Stored records
Start
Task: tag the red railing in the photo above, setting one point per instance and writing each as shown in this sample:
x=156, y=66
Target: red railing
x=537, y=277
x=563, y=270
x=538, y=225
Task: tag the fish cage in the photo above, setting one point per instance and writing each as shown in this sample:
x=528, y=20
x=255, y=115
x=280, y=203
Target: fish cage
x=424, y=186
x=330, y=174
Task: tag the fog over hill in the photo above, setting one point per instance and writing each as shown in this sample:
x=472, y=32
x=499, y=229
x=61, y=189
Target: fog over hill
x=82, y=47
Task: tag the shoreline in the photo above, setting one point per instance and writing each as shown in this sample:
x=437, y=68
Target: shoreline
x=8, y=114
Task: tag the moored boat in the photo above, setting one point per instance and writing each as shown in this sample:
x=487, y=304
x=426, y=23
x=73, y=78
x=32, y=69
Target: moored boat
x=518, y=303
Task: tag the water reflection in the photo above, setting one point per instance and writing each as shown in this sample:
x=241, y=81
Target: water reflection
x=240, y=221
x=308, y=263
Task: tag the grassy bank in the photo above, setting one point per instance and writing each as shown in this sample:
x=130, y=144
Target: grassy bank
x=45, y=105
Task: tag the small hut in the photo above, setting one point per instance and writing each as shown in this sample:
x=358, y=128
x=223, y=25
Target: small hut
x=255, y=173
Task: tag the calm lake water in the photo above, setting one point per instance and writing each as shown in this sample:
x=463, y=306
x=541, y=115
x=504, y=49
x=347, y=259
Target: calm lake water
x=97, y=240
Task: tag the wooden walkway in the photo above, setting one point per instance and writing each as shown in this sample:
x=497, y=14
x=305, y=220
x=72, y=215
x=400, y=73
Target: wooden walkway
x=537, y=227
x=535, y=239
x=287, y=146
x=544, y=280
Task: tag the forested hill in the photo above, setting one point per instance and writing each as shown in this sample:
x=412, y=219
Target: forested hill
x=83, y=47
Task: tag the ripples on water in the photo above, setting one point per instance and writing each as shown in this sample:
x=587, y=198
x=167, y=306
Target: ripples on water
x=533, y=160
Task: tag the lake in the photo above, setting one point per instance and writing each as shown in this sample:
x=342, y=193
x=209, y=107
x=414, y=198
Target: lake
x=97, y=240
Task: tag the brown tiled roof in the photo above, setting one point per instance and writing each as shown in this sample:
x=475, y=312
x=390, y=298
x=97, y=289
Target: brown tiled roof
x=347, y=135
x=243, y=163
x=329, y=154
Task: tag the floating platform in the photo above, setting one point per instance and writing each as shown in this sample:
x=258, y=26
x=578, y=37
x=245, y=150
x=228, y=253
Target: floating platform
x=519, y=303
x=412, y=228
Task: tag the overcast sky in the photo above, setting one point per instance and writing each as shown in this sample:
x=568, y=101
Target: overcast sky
End
| Requirement |
Render every line of the entries above as a numbered list, omitting any blank lines.

| Result |
1. Task: tag the red railing in the photo above, setting one point per instance and writing each as shown in this sample:
2. x=156, y=66
3. Target: red railing
4. x=537, y=277
5. x=563, y=270
6. x=538, y=225
7. Task: tag the fish cage in the photo above, setting one point per instance and writing each as shown in this sample:
8. x=528, y=20
9. x=255, y=115
10. x=280, y=203
11. Target: fish cage
12. x=424, y=186
13. x=330, y=174
14. Task: tag the fog over hill in the photo above, setting one point per instance and writing each as shown in this sample:
15. x=472, y=32
16. x=499, y=229
17. x=61, y=189
18. Target: fog over hill
19. x=82, y=47
20. Task: tag the shoreline in the photo above, setting one point per instance and writing each as shown in this sample:
21. x=437, y=68
22. Target: shoreline
23. x=8, y=114
24. Task: tag the moored boat in the photo above, setting one point per instance and writing each as shown in this sample:
25. x=487, y=304
26. x=426, y=23
27. x=73, y=78
28. x=32, y=69
29. Target: moored boat
30. x=518, y=303
31. Task: tag the water reflection in the photo above, setting one point per instance and writing each as shown in this sample:
32. x=241, y=81
33. Target: water reflection
34. x=240, y=221
35. x=308, y=263
36. Task: tag the grassy bank in the photo above, setting one point per instance and writing each as shown in this sample:
37. x=130, y=144
38. Target: grassy bank
39. x=45, y=105
40. Task: tag the small hut in the photo above, setting one point per instance and writing each as shown in this sample:
41. x=358, y=128
42. x=223, y=25
43. Target: small hut
44. x=255, y=173
45. Task: tag the calm lake water in the photo above, setting one point per instance and writing each as shown in this sample:
46. x=463, y=306
47. x=541, y=115
48. x=504, y=49
49. x=347, y=259
50. Target: calm lake water
51. x=97, y=240
52. Task: tag the wooden walkway in the photo above, setting one point per instance and writing each as shown in this sample:
53. x=497, y=14
54. x=305, y=220
55. x=72, y=215
56. x=400, y=73
57. Target: wooden walkway
58. x=537, y=227
59. x=535, y=239
60. x=287, y=146
61. x=544, y=280
62. Task: tag the forested hill in the photo above, setting one point per instance and writing each as shown in this sample:
63. x=412, y=219
64. Target: forested hill
65. x=83, y=47
66. Task: tag the ripples on water in the photo above, setting one point per instance and writing each as shown in this sample:
67. x=587, y=198
68. x=167, y=306
69. Target: ripples on water
70. x=533, y=160
71. Task: tag the lake in the photo above, setting one point per instance and writing each as shown in this sample:
72. x=342, y=193
73. x=209, y=107
74. x=414, y=198
75. Target: lake
76. x=97, y=240
77. Task: tag the brown tiled roof in the photo above, setting one point per instance and writing each as shown in this sample:
78. x=475, y=312
79. x=390, y=298
80. x=97, y=289
81. Target: brown tiled roof
82. x=347, y=135
83. x=243, y=163
84. x=329, y=154
85. Task: tag the floating platform in the photo above, setting one point per instance and writing each as shown in this sample:
86. x=258, y=26
87. x=578, y=37
88. x=245, y=150
89. x=228, y=253
90. Target: floating platform
91. x=519, y=303
92. x=412, y=228
93. Task: tag the overcast sky in the photo above, setting one point per instance and writing each as shown in this sample:
94. x=568, y=101
95. Target: overcast sky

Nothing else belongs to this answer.